> INFORMATION PROVIDED
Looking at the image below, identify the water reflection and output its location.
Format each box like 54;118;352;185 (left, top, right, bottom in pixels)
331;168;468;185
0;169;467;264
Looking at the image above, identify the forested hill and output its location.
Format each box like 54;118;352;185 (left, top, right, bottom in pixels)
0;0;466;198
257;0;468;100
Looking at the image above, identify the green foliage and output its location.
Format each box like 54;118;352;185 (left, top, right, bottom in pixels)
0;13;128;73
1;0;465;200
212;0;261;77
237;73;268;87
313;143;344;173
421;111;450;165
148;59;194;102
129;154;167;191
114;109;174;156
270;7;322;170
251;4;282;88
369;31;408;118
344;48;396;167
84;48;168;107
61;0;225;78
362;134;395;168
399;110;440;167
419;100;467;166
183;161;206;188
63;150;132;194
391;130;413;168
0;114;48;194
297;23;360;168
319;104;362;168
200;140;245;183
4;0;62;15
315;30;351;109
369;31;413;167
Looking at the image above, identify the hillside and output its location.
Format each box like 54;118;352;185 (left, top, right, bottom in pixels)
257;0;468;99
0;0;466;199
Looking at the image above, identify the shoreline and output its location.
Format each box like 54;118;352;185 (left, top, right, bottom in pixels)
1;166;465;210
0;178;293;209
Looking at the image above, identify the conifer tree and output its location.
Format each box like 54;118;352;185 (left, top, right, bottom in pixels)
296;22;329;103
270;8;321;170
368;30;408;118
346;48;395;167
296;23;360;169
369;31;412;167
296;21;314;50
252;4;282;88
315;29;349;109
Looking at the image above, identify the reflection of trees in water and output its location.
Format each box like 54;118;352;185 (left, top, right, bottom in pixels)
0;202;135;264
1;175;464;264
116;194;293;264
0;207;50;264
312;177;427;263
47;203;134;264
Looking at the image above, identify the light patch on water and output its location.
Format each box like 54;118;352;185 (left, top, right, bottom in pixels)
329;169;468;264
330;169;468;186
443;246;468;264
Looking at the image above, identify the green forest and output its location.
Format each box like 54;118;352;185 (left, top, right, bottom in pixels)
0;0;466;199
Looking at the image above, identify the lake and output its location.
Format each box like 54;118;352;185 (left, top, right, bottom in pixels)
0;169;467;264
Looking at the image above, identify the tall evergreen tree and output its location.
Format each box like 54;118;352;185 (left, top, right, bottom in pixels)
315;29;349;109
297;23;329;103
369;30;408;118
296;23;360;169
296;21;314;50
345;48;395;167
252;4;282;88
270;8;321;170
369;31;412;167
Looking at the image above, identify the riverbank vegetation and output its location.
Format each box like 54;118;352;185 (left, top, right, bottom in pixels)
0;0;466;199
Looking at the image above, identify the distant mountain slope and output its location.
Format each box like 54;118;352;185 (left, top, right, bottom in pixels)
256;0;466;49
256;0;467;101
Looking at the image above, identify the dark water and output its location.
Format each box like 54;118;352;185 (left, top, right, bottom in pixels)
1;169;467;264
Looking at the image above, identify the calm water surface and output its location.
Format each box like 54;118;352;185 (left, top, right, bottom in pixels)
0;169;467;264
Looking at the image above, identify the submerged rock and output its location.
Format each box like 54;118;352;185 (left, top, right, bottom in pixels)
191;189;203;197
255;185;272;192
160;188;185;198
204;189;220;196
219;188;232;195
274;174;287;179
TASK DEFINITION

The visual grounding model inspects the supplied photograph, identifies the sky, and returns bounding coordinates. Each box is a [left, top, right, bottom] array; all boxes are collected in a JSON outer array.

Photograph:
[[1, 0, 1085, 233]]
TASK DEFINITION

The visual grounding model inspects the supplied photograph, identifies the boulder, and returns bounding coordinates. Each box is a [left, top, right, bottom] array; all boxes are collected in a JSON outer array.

> WHAT THE TASK ASKS
Your task is to reproduce all the records above exactly as they appear.

> WRITTEN RESPONSE
Looking at the image below, identify the water reflection and output its location.
Format each box like 54;118;352;185 (left, top, right, bottom in pixels)
331;168;468;185
0;169;467;264
Looking at the image above, identify the forested hill and output its location.
Format each box like 54;118;352;185 (left, top, right, bottom in pixels)
0;0;466;198
257;0;468;100
Looking at the image above, identify the green foliage and output its location.
Format each box like 54;118;352;185 (left, top, right, bottom in pixels)
0;13;128;73
1;0;465;200
212;0;261;77
237;73;268;87
313;143;344;173
421;111;450;165
148;59;194;102
129;154;167;191
114;109;174;156
270;7;322;170
251;4;282;88
369;31;408;118
344;48;396;167
84;48;168;107
61;0;225;78
362;134;395;168
399;110;440;167
419;100;467;166
183;161;206;188
63;150;132;194
391;130;413;168
0;114;48;194
297;23;360;168
319;104;362;168
200;140;245;183
4;0;62;15
315;30;351;109
369;31;413;167
Looking at the image above, identify the hillside and output its location.
Format each box like 54;118;352;185 (left, top, right, bottom in pixels)
257;0;468;99
0;0;466;199
Looking at the image above, identify the shoreline and output its location.
Format each box like 54;118;352;185 (left, top, right, bottom in pixels)
1;166;465;210
0;178;293;209
Looking at the image above, identify the conifer tree and output its location.
Format each box like 54;118;352;185 (left, top, right, bottom in pixels)
296;22;329;103
270;8;321;170
368;30;408;118
346;48;395;167
296;23;360;169
369;31;412;167
296;21;314;50
252;4;282;88
315;29;349;109
Looking at the image above, identify the reflection of trees in water and output its location.
Format each box like 54;118;352;185 (left, top, right, bottom in pixels)
0;202;135;264
1;175;464;264
116;194;293;264
0;207;50;264
312;177;427;263
47;203;134;264
Looking at the image above, identify the light patch on water and output its location.
Format each box like 54;118;352;185 (left, top, right, bottom in pixels)
329;169;468;264
330;169;468;186
443;246;468;264
Looking at the image above, identify the green forest and output its location.
Format each box like 54;118;352;185 (left, top, right, bottom in pixels)
0;0;466;199
Looking at the image above, identify the lake and output its location.
Format each box like 54;118;352;185 (left, top, right, bottom in pixels)
0;169;467;264
Looking at the image above, identify the tall evergreen tree and output its location.
Format each box like 54;118;352;185 (left, top, right, bottom in pixels)
315;29;349;109
297;23;329;103
369;30;408;118
296;23;360;169
296;21;314;50
345;48;395;167
252;4;282;88
270;8;321;170
369;31;412;167
Looking at the image above, identify the riverbank vegetation and output its location.
Format each box like 54;118;352;185 (left, top, right, bottom in pixels)
0;0;466;199
Looking at the image above, identify the distant mountain slope and output its location.
Format each box like 54;118;352;185 (left, top, right, bottom in pixels)
256;0;466;49
256;0;467;101
Looking at the image above, identify the dark water and output its location.
Format each box like 54;118;352;185 (left, top, right, bottom in pixels)
1;169;467;264
Looking at the image above, identify the calm water surface and output its location.
Format each box like 54;118;352;185 (left, top, right, bottom in pixels)
0;169;467;264
Looking at the image above, identify the submerged rock and output its location.
Format each box like 54;118;352;185 (left, top, right, bottom in pixels)
191;189;203;197
255;185;272;192
160;188;185;198
204;189;220;196
219;188;232;195
274;174;287;179
TASK DEFINITION

The visual grounding model inspects the supplied photograph, identifies the sky, and returns bounding coordinates. Each box is a [left, top, right, bottom] array; all boxes are collected in a JSON outer array.

Photograph:
[[1, 0, 1085, 233]]
TASK DEFINITION

The visual grounding model inspects the supplied photograph, identifies the boulder, and returns bounding coordinates. Each box is a [left, top, right, bottom] array; all boxes are collected in a JSON outer array.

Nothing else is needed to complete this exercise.